▸ **Activity list**
1. Say whether each statement agrees with the blog text. For each, answer yes or no and quote the exact words of the text that decide it.
(a) The writer put a happy face on the calendar over May 7th.
(b) The writer describes the recovery as having been fun.
(c) The writer felt like their old self for the first time in almost a year.
2. Output the part of the blog text that begins at the words "Tough times" and stops after "of total rest.".
*** Provided text Section Begins ***
Thursday, May 8, 2014

Down then Up

     So, I took it pretty easy Monday and Tuesday after Joeys graduation weekend.  Hey, and guess what?  I felt really good yesterday.  I could feel the grip of fatigue loosen just a bit. It was the first time in almost 4 months that my body felt like my old self.  I am having trouble describing how I felt but let me say I was SO HAPPY that the feeling of being normal is still within reach.  I went straight to my calender and put a happy face over May 7th.  I was up most of the day,  I played some music, went for a walk and generally was more alert, interactive and comfortable.
     So what has this taught me?  Well for one thing, patience. Even though it may seem like it is going on forever, hang in there.  I am grateful for having experienced the lows of recovery.  I feel more empathy for those going through difficult times.  I feel more open to help and assist in any way possible.  I am grateful for the experience and to learn from it.  Although it hasn't been very fun or even funny.
      I have always worked with kids who have congenital or developmental problems.  Some of them are quite severe and are burdened with a lifetime of trials.  I have always been respectful and in awe of the way the kids and their families handle their disability.  When I do start to feel low it is best to remember their is always someone worse off and dealing with very difficult times.  Always look for the silver lining, the sun behind the clouds and be grateful for the things you do have.  The funny thing is that I have to actively think about that in order to incorporate it into my daily routine and thought process.  It is easy to take the "woe is me" attitude and that is what I fight sometimes. Always learning, always growing.  Have a great day out there. Be kind to others and remember everyone is dealing with struggles, Everyone.   Nameste

Wednesday, May 7, 2014

Tough times

     Hi, Been awhile since my last post.  Not much happening though. I am still in the dull-drums with very few ups and more downs than I was anticipating.  Highlight of the week was having Joey graduate and having family in for the weekend.  Jane thinks that may have worn me out a bit.  She's right of course.  Now a few days of total rest.
*** Provided text Section Ends ***
*** Supplied records Section Begins ***
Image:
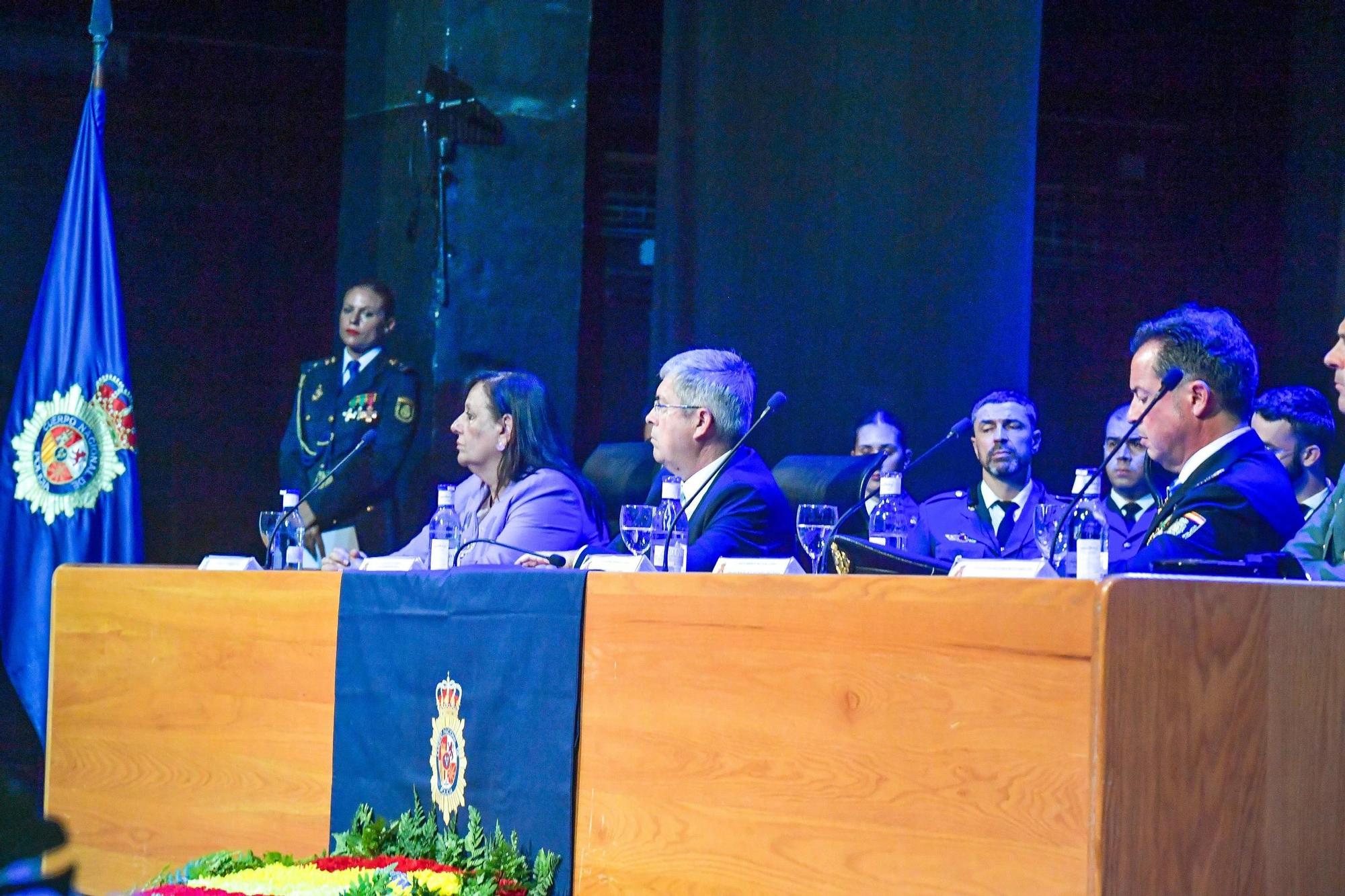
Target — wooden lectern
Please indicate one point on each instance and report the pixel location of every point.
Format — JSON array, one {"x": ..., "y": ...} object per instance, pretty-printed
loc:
[{"x": 744, "y": 733}]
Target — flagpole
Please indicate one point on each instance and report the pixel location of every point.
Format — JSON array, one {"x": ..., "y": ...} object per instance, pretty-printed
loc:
[{"x": 100, "y": 26}]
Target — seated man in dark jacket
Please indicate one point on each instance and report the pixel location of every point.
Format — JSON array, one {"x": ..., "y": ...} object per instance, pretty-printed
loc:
[
  {"x": 1231, "y": 495},
  {"x": 701, "y": 408}
]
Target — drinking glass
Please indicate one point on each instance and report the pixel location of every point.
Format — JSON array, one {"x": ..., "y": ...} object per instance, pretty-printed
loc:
[
  {"x": 266, "y": 524},
  {"x": 814, "y": 524},
  {"x": 1046, "y": 521},
  {"x": 638, "y": 528}
]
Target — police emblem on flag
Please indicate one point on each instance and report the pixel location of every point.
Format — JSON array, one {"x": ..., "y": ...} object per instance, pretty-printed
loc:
[
  {"x": 68, "y": 454},
  {"x": 447, "y": 758}
]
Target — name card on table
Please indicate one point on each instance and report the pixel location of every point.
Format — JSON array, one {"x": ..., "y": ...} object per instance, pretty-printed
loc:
[
  {"x": 228, "y": 563},
  {"x": 1000, "y": 568},
  {"x": 617, "y": 563},
  {"x": 759, "y": 565},
  {"x": 392, "y": 564}
]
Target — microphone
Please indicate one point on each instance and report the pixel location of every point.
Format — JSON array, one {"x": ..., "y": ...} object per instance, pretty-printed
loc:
[
  {"x": 773, "y": 404},
  {"x": 954, "y": 432},
  {"x": 1171, "y": 381},
  {"x": 958, "y": 431},
  {"x": 556, "y": 560},
  {"x": 365, "y": 442}
]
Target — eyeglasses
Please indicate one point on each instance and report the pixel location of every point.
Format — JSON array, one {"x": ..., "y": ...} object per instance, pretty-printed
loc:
[{"x": 660, "y": 408}]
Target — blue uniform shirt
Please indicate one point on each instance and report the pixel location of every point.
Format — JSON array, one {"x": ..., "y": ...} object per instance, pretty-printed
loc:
[
  {"x": 1125, "y": 540},
  {"x": 957, "y": 524}
]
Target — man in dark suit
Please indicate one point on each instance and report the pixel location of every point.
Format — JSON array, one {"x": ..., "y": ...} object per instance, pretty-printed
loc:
[
  {"x": 1296, "y": 424},
  {"x": 993, "y": 518},
  {"x": 1231, "y": 497},
  {"x": 1320, "y": 545},
  {"x": 701, "y": 408},
  {"x": 1130, "y": 505},
  {"x": 338, "y": 400}
]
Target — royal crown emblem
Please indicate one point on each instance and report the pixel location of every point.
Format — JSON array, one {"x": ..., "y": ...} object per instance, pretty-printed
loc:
[
  {"x": 68, "y": 448},
  {"x": 449, "y": 758}
]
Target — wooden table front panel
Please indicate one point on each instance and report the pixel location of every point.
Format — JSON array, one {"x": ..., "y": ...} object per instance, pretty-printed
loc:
[
  {"x": 839, "y": 735},
  {"x": 190, "y": 712}
]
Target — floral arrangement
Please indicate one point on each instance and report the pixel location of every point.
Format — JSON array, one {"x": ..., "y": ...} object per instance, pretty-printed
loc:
[{"x": 411, "y": 856}]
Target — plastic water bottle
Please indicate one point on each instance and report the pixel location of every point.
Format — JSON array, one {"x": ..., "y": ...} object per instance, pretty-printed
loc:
[
  {"x": 1086, "y": 555},
  {"x": 670, "y": 542},
  {"x": 888, "y": 524},
  {"x": 287, "y": 548},
  {"x": 446, "y": 532}
]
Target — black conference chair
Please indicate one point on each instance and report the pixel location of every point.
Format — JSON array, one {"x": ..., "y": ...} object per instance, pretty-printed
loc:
[
  {"x": 623, "y": 473},
  {"x": 821, "y": 479}
]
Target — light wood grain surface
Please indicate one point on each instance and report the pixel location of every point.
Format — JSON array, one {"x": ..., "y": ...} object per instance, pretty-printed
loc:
[
  {"x": 835, "y": 735},
  {"x": 1222, "y": 739},
  {"x": 190, "y": 712}
]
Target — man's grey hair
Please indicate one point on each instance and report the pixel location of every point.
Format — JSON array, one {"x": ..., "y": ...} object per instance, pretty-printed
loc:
[{"x": 719, "y": 381}]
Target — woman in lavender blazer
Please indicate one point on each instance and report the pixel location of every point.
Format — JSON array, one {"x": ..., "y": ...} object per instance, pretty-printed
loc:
[{"x": 524, "y": 490}]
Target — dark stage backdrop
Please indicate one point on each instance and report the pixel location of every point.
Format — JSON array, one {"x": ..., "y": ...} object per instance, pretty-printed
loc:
[
  {"x": 847, "y": 197},
  {"x": 514, "y": 213}
]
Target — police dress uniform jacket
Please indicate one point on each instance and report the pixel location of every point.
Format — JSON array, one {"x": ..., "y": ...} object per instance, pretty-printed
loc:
[
  {"x": 957, "y": 524},
  {"x": 1238, "y": 502},
  {"x": 744, "y": 514},
  {"x": 329, "y": 420},
  {"x": 1125, "y": 540},
  {"x": 1320, "y": 545}
]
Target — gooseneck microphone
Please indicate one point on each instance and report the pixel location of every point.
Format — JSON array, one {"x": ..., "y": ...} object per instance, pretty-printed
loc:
[
  {"x": 1171, "y": 381},
  {"x": 954, "y": 432},
  {"x": 773, "y": 404},
  {"x": 556, "y": 560},
  {"x": 365, "y": 442}
]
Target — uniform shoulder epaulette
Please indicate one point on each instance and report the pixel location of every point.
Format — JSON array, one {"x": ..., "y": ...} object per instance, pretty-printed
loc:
[{"x": 957, "y": 494}]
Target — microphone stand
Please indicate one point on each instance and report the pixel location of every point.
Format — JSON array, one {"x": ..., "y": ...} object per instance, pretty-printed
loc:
[
  {"x": 1171, "y": 381},
  {"x": 774, "y": 403},
  {"x": 368, "y": 439},
  {"x": 556, "y": 560},
  {"x": 958, "y": 428}
]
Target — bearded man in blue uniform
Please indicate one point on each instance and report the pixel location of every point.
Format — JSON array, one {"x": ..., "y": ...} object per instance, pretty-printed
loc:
[
  {"x": 995, "y": 518},
  {"x": 1231, "y": 497},
  {"x": 340, "y": 399}
]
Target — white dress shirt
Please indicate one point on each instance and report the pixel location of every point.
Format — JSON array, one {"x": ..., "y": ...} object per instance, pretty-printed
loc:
[
  {"x": 362, "y": 361},
  {"x": 692, "y": 485},
  {"x": 1204, "y": 454},
  {"x": 997, "y": 514}
]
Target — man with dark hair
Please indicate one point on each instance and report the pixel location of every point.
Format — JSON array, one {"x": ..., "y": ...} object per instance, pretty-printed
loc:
[
  {"x": 1231, "y": 497},
  {"x": 1130, "y": 505},
  {"x": 338, "y": 400},
  {"x": 1296, "y": 424},
  {"x": 995, "y": 518},
  {"x": 1320, "y": 545}
]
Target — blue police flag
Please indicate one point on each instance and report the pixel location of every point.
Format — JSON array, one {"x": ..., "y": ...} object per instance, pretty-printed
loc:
[{"x": 69, "y": 490}]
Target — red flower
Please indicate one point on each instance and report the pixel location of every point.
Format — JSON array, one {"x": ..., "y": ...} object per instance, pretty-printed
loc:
[{"x": 400, "y": 862}]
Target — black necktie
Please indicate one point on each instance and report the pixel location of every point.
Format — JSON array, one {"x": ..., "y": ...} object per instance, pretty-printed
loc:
[{"x": 1007, "y": 524}]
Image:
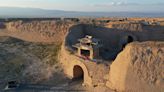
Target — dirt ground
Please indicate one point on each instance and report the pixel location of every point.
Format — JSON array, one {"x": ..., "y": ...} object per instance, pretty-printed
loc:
[{"x": 35, "y": 64}]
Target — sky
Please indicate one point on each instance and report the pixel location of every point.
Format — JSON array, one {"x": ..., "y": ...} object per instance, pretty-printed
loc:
[{"x": 89, "y": 5}]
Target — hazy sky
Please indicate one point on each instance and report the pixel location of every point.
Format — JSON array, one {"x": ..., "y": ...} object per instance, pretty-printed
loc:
[{"x": 89, "y": 5}]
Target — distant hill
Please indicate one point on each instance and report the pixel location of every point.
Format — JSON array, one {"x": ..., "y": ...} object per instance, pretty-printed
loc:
[{"x": 15, "y": 12}]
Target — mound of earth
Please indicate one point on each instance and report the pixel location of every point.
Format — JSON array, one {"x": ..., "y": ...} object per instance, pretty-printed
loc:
[{"x": 139, "y": 68}]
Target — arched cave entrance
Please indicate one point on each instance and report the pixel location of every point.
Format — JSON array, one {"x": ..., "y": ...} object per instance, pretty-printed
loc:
[
  {"x": 129, "y": 39},
  {"x": 78, "y": 73}
]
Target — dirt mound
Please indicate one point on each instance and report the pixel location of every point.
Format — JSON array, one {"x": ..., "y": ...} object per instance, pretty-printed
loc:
[
  {"x": 139, "y": 68},
  {"x": 126, "y": 26},
  {"x": 6, "y": 39}
]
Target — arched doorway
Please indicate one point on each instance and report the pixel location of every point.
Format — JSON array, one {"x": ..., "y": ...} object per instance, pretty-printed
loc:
[
  {"x": 128, "y": 39},
  {"x": 78, "y": 73}
]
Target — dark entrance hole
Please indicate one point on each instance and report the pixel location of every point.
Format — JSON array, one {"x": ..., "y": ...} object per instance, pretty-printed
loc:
[
  {"x": 128, "y": 40},
  {"x": 85, "y": 53},
  {"x": 78, "y": 73}
]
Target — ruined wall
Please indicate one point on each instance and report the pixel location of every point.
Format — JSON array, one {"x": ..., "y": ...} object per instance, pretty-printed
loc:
[{"x": 138, "y": 68}]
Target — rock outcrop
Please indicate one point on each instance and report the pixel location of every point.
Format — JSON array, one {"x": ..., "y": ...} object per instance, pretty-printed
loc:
[{"x": 138, "y": 68}]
*** Supplied records Section Ends ***
▸ **Solutions**
1.
(a) Yes: "I went straight to my calender and put a happy face over May 7th."
(b) No: "Although it hasn't been very fun or even funny."
(c) No: "It was the first time in almost 4 months that my body felt like my old self."

2.
Tough times

     Hi, Been awhile since my last post.  Not much happening though. I am still in the dull-drums with very few ups and more downs than I was anticipating.  Highlight of the week was having Joey graduate and having family in for the weekend.  Jane thinks that may have worn me out a bit.  She's right of course.  Now a few days of total rest.